Problem: Retype the records below without any changes. Start with the line that contains "For each instance of the blue house, set" and continue through the line that contains "(1136, 297)", including both of those lines.

[Recorded data]
## begin

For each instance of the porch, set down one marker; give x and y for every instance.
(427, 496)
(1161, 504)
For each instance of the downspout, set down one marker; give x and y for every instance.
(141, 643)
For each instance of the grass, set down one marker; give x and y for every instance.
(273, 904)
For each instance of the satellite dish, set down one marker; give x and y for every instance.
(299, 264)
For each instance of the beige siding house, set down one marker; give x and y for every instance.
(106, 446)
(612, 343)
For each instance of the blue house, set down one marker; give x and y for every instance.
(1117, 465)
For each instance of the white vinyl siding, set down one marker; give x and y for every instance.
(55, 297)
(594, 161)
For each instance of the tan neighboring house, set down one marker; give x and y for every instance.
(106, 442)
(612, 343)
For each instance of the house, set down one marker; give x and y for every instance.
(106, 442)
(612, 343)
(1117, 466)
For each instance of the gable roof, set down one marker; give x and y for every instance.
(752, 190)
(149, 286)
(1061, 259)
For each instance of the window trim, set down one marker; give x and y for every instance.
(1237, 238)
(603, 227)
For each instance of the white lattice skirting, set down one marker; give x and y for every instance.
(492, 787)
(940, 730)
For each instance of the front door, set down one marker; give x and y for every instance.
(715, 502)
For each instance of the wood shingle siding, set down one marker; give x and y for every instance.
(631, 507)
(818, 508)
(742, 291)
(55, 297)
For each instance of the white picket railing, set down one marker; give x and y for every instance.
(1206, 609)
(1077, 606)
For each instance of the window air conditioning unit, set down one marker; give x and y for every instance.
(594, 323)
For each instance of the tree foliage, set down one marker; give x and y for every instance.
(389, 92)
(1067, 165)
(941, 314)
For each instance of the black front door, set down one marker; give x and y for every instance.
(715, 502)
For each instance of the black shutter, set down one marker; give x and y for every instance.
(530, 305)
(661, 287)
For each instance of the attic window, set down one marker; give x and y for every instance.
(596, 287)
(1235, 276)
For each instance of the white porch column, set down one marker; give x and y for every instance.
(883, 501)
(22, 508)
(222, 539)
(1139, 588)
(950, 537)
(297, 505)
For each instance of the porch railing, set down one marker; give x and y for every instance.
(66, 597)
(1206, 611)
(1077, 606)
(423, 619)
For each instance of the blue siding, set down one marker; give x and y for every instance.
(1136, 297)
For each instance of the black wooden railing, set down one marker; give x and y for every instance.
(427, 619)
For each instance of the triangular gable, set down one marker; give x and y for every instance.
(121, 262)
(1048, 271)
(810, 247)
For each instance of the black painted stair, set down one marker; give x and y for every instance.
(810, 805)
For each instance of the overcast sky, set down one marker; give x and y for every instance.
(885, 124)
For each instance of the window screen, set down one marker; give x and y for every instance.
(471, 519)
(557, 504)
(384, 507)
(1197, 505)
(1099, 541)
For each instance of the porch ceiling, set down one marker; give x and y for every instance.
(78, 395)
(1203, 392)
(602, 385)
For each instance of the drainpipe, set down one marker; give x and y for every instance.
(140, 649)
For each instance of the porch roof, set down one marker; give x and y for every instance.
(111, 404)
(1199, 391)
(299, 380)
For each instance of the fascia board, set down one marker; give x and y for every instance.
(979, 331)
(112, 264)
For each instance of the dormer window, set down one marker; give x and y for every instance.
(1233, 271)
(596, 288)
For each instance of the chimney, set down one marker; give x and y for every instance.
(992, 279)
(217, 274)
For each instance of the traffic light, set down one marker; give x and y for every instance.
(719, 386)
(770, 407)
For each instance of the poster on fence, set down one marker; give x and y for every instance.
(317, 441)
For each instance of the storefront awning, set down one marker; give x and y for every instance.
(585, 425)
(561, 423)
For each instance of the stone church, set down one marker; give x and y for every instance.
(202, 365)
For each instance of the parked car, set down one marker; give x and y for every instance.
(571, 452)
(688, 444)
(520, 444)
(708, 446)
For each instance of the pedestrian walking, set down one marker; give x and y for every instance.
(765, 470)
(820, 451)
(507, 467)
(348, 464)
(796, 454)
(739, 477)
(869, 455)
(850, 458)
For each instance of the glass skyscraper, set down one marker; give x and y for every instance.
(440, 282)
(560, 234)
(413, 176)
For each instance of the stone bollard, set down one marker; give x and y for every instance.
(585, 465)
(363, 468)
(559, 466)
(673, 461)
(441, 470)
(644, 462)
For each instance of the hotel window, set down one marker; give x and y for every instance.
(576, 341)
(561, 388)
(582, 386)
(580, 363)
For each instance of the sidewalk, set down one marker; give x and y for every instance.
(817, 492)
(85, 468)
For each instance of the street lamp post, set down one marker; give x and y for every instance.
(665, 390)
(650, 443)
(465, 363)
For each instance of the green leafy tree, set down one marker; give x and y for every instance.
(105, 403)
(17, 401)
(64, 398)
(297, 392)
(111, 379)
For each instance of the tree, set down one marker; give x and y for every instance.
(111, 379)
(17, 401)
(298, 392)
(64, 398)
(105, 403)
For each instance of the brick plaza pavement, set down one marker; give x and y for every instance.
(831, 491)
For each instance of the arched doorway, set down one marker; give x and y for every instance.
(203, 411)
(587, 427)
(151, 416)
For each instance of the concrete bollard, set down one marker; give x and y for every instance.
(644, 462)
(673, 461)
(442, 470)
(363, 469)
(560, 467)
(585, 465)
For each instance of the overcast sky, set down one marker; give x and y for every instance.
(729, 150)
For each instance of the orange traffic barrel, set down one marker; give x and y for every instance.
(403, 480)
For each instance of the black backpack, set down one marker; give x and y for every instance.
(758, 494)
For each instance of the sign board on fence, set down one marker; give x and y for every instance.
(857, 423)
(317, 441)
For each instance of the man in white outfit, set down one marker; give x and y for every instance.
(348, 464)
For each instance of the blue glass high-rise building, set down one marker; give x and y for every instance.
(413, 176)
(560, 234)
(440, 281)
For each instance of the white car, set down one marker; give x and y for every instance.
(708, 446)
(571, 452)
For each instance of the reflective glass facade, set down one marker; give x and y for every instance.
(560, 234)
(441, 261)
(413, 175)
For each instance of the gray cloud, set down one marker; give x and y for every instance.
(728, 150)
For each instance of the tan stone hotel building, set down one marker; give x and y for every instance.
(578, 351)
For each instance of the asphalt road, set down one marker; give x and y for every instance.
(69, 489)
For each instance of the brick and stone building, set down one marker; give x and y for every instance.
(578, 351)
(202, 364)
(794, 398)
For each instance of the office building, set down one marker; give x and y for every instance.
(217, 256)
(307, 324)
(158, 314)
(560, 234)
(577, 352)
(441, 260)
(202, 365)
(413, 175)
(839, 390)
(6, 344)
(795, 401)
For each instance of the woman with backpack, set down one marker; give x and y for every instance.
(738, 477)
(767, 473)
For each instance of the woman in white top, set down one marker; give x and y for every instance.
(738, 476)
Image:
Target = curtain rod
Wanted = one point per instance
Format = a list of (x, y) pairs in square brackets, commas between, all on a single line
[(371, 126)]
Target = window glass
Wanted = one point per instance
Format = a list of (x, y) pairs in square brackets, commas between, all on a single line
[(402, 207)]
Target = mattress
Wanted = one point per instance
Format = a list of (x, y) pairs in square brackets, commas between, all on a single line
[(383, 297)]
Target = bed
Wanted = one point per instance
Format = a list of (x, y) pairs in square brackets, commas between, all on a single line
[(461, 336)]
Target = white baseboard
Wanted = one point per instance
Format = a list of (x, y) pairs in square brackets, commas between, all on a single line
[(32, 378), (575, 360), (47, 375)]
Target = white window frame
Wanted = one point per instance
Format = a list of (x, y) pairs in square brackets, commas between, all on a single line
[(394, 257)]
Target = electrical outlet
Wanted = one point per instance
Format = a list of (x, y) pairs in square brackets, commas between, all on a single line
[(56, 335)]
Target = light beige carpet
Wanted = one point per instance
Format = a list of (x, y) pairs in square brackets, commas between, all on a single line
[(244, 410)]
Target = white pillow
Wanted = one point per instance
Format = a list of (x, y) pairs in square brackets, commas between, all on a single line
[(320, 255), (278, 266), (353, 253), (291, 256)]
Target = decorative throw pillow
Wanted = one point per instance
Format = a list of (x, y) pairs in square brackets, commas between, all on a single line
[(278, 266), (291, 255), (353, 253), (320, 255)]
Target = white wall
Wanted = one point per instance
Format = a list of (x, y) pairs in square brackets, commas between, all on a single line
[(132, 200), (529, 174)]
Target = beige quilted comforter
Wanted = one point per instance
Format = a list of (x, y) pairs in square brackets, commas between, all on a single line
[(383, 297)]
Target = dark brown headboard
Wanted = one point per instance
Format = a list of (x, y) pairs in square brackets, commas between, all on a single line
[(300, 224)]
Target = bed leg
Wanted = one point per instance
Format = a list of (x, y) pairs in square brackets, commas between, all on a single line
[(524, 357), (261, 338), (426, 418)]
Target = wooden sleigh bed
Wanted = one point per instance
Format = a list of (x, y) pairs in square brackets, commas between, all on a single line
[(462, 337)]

## end

Response to the exercise:
For each instance of the blue house, set down one marker; give x and y for every instance.
(1117, 465)
For each instance of the white vinyl siding, set down one marker; give x and y for every instance.
(55, 297)
(594, 161)
For each instance of the tan neighboring house, set down one marker; give x and y for every instance.
(106, 442)
(612, 343)
For each instance of the house, set down one marker; give x and y for every instance.
(106, 442)
(612, 343)
(1117, 466)
For each instance of the gable roof, set down one marker; give x and y for every instance.
(752, 190)
(149, 286)
(1061, 259)
For each instance of the window trim, set down one marker; give x and y for every instance.
(1237, 238)
(603, 227)
For each instance of the white lattice skirting, set down one marker; give x and y for every instance.
(492, 787)
(940, 730)
For each instance of the front door, set down one marker; give x and y for every instance.
(715, 502)
For each instance of the wood shingle siding, set down one marker; give x and y for every instance.
(631, 507)
(818, 508)
(742, 291)
(55, 297)
For each instance of the white picket railing, set down one marker; give x and y for every instance.
(1206, 609)
(1077, 606)
For each instance of the window air conditioning unit, set down one marker; give x and y for every instance.
(594, 323)
For each instance of the tree foliage, set down one marker; give x and y for every instance.
(389, 92)
(1067, 165)
(941, 314)
For each instance of the black front door, set down one marker; give x and y for every instance.
(715, 502)
For each instance of the black shutter, set down one marker; give x and y for every instance.
(530, 305)
(661, 287)
For each instance of the attic window, set down one marker; give x and y for every instance.
(596, 287)
(1235, 276)
For each instance of the white porch column, set down one marker; give x and y for every instance.
(883, 501)
(22, 508)
(222, 539)
(1139, 588)
(950, 537)
(297, 505)
For each instance of the porch railing, set down one marker; give x and y for every instance.
(66, 597)
(1206, 611)
(1077, 606)
(423, 619)
For each instance of the blue siding, set down one marker; give x and y for every instance.
(1136, 297)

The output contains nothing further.